▶ **DOCUMENT EXTRACT**
········

Related: How To Follow Up On Your Resume

Why follow up? Here are five good reasons:

1. Consideration

Care to guess how often an online resume or application is not received or mis-routed to the wrong person or department? I didn’t think so! Following up can ensure your resume was received and by the right person so you can be considered for the job you THOUGHT you applied for. If an employer doesn’t have your information, you won’t be considered. It’s that plain and simple!

2. Recognition

Any contact with an employer is a chance to stand out from the rest of the applicants. Following up will allow the employer to place a voice or face with the name. If everything else is equal, the employer will be more likely to call an applicant with whom he or she has interacted in some way than with one he or she has not.

3. Impression

Employers, regardless of industry, are looking for eager, proactive workers who go the extra mile. Follow up is a simple way to show you meet this expectation.

4. Information

Following up by phone or in person may allow you to obtain additional information about the job, employer, or interviewer that may give you an edge in an interview.

5. Interview

If you are able to speak to an employer contact you may be able to ask about when interviews are being scheduled and to ask to schedule an interview while you have him or her on the phone. Again, employers are looking for eager, proactive workers who go the extra mile – be one!

········

▶ **DATA EXTRACT**

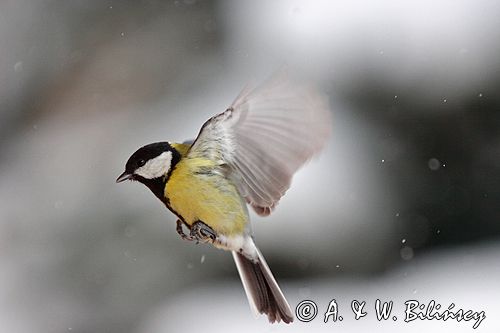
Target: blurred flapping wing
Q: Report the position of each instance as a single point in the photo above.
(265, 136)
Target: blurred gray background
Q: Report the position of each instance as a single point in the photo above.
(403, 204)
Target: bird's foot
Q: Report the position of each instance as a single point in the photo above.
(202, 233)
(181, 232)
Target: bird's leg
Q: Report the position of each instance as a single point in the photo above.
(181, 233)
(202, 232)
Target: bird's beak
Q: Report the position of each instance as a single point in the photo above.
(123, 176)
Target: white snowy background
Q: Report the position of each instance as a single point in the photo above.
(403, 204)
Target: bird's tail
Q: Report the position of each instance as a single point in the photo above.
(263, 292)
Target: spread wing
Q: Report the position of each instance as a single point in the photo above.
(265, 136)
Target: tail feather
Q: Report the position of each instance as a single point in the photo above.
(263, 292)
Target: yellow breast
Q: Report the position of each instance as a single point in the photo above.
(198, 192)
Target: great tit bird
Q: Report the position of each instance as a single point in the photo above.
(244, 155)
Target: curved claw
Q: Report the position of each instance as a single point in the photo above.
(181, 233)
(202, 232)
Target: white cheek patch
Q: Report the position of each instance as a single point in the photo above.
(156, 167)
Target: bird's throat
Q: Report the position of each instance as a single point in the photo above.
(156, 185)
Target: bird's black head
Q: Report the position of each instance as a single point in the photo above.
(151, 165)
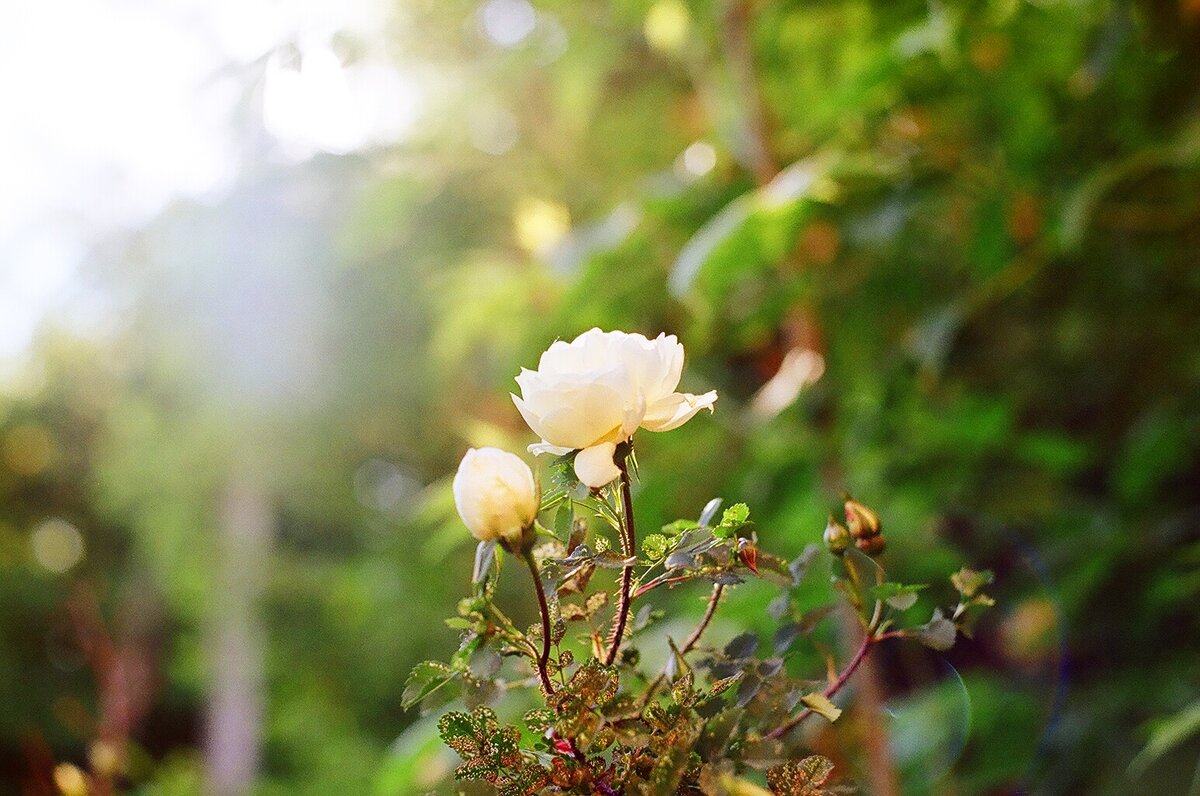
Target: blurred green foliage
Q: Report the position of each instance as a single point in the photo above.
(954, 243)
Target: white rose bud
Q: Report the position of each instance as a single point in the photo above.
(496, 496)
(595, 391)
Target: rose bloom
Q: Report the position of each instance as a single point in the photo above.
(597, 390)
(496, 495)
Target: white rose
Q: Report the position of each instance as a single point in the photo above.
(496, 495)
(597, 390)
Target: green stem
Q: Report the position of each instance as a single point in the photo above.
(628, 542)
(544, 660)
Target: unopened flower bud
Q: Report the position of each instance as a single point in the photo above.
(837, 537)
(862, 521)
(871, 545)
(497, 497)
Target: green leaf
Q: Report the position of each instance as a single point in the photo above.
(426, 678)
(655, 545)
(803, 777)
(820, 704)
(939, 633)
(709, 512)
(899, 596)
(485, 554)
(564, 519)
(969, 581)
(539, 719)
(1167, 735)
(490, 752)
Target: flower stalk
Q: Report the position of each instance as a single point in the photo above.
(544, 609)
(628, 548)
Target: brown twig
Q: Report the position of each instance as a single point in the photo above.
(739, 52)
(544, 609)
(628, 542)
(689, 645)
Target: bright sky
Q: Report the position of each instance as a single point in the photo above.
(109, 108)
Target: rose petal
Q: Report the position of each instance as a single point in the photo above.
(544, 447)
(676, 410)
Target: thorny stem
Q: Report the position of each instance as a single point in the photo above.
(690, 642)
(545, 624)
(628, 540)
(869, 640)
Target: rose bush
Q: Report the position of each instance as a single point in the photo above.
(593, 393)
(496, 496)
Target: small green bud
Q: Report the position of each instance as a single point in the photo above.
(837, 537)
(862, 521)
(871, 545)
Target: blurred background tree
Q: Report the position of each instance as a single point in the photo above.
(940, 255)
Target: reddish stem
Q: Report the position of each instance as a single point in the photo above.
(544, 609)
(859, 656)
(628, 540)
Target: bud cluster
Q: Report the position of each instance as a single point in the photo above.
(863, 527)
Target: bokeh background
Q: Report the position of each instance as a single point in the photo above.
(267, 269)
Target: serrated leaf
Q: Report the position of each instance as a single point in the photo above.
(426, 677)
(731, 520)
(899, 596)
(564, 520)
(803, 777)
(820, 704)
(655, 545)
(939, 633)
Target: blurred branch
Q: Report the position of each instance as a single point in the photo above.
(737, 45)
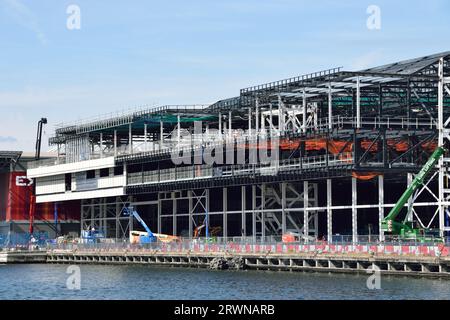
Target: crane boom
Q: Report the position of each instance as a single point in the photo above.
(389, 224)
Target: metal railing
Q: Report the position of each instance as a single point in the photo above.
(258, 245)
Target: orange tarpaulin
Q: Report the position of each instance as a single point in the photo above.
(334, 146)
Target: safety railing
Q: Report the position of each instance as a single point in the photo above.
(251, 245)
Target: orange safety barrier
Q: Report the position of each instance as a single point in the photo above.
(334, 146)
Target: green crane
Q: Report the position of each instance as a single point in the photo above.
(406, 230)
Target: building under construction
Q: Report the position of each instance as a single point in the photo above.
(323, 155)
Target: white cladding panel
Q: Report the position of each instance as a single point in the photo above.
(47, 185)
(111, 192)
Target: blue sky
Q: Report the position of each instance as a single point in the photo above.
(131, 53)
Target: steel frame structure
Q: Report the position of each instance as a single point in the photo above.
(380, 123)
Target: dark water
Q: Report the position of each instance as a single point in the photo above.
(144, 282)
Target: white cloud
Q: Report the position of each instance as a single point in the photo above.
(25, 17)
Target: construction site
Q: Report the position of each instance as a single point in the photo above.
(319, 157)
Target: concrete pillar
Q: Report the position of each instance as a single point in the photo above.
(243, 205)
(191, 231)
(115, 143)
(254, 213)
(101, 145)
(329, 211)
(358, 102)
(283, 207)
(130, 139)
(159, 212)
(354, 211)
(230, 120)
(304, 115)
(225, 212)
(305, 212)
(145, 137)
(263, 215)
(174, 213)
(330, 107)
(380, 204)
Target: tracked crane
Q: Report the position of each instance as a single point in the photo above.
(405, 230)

········

Reproduce the full text on following up after a job application word for word. Nothing in the listing is required here.

▶ **ANSWER IN FULL**
Related: How To Follow Up On Your Resume

Why follow up? Here are five good reasons:

1. Consideration

Care to guess how often an online resume or application is not received or mis-routed to the wrong person or department? I didn’t think so! Following up can ensure your resume was received and by the right person so you can be considered for the job you THOUGHT you applied for. If an employer doesn’t have your information, you won’t be considered. It’s that plain and simple!

2. Recognition

Any contact with an employer is a chance to stand out from the rest of the applicants. Following up will allow the employer to place a voice or face with the name. If everything else is equal, the employer will be more likely to call an applicant with whom he or she has interacted in some way than with one he or she has not.

3. Impression

Employers, regardless of industry, are looking for eager, proactive workers who go the extra mile. Follow up is a simple way to show you meet this expectation.

4. Information

Following up by phone or in person may allow you to obtain additional information about the job, employer, or interviewer that may give you an edge in an interview.

5. Interview

If you are able to speak to an employer contact you may be able to ask about when interviews are being scheduled and to ask to schedule an interview while you have him or her on the phone. Again, employers are looking for eager, proactive workers who go the extra mile – be one!